“The Genetic Basis of Spatial Cognitive Variation in a Food-Caching Bird”, Carrie L. Branch, Georgy A. Semenov, Dominique N. Wagner, Benjamin R. Sonnenberg, Angela M. Pitera, Eli S. Bridge, Scott A. Taylor, Vladimir V. Pravosudov2021-11-03 (, , , ; similar)⁠:

Spatial cognition is used by most organisms to navigate their environment. Some species rely particularly heavily on specialized spatial cognition to survive, suggesting that a heritable component of cognition may be under natural selection. This idea remains largely untested outside of humans, perhaps because cognition in general is known to be strongly affected by learning and experience.

We investigated the genetic basis of individual variation in spatial cognition used by non-migratory food-caching birds to recover food stores and survive harsh montane winters.

Comparing the genomes of wild, free-living birds ranging from best to worst in their performance on a spatial cognitive task revealed statistically-significant associations with genes involved in neuron growth and development and hippocampal function.

These results identify candidate genes associated with differences in spatial cognition and provide a critical link connecting individual variation in spatial cognition with natural selection.

[Keywords: spatial cognition, genome-wide, food-caching, genetic basis, natural selection]

…We used whole-genome sequencing, combining traditional genome-wide association studies (GWASs) and a Random Forest machine learning approach, to compare the genomes of wild, free-living birds. We sampled birds from high and low elevations that performed the best on a spatial cognitive task, all of whom survived more than one year (n = 22), to those that performed the worst on the task and generally did not survive more than 1 year (n = 15⁄20)—the group with better spatial cognition was associated with a statistically-significant survival advantage (Fisher’s exact test, p < 0.001). Birds from both high and low elevations were selected for each performance group to ensure that the strongest signal between groups was variation in cognition and not a correlate of elevation…We sampled 42 mountain chickadees across 3 years of testing from the extremes of the cognitive performance range: 22 were chosen as the best and 20 were chosen as the worst. Performance scores of individuals in the best and worst groups did not overlap, but individual variation within each group provided a continuous distribution from best to worst (Figure 1F). We intentionally chose individuals with means in the tails of the cognitive performance distribution (Figures 1E & 1F) to amplify the signal of genetic associations, although we acknowledge that this design could inflate associations from loci with the largest effect to the detriment of small-effect polygenes. There was a statistically-significant difference in the mean number of errors per trial between best (mean errors/trial: 0.16 ± 0.045) and worst (0.60 ± 0.05) performers (cognitive category [best versus worst]: F1,38 = 72.91, p < 0.0001; Figure 1F), but there was not a statistically-significant effect of elevation, as we selectively picked the best and worst performers at each elevation (elevation [high versus low]: F1,38 = 1.38, p = 0.247; total trials completed [covariate]: F1,38 = 5.26, p = 0.028).

Brief 1: Translate this sentence from the food-caching bird study into Spanish: "Spatial cognition is used by most organisms to navigate their environment."
Brief 2:
Answer these from the food-caching bird study:
(a) How many mountain chickadees were sampled in total?
(b) Which machine learning approach was combined with traditional genome-wide association studies?
(c) What was the mean number of errors per trial for the best performers?
The material after this text has no connection to it.

Source information:
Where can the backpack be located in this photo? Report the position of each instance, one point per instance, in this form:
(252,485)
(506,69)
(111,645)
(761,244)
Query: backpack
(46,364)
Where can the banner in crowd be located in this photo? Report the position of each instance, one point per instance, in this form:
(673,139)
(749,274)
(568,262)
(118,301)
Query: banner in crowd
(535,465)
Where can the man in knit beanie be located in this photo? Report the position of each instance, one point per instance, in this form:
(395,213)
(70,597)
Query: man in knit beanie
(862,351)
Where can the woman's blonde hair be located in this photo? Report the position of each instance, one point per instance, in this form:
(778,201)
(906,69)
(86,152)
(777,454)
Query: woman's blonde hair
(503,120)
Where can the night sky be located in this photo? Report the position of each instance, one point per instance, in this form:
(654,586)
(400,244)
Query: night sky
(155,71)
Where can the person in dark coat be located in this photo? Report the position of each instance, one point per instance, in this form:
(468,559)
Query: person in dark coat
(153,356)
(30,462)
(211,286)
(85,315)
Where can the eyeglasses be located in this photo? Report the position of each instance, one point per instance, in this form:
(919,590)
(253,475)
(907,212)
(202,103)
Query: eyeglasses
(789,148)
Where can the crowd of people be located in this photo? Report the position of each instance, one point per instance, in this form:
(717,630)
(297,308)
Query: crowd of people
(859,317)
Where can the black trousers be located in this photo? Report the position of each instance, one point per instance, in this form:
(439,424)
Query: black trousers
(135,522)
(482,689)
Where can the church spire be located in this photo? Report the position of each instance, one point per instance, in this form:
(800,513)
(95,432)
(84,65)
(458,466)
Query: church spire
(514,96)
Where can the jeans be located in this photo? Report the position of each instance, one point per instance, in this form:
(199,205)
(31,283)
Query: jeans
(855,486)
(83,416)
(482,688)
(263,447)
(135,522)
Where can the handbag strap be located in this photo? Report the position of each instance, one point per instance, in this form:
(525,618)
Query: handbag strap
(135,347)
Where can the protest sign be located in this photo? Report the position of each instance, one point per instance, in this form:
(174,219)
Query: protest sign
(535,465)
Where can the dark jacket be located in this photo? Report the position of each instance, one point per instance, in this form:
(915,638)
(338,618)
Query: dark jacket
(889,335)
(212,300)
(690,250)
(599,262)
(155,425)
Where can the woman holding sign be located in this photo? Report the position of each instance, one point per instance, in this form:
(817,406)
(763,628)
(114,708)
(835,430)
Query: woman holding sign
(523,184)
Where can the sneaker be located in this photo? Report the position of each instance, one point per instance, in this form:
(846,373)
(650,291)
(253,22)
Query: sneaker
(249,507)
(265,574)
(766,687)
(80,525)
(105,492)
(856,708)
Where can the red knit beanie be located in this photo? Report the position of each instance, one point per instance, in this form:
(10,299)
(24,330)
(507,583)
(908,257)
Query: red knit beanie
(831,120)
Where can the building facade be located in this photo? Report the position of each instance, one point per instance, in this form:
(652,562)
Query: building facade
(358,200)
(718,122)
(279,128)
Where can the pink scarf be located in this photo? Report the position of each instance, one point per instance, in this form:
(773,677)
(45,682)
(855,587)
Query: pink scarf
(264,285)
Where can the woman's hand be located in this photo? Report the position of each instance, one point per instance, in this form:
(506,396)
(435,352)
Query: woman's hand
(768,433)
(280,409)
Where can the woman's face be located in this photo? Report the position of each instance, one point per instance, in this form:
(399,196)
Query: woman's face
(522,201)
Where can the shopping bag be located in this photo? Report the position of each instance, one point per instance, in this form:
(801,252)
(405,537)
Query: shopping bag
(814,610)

Exercise result 1: La cognición espacial es utilizada por la mayoría de los organismos para desplazarse por su entorno.

Exercise result 2:
(a) 42
(b) A Random Forest approach
(c) 0.16 ± 0.045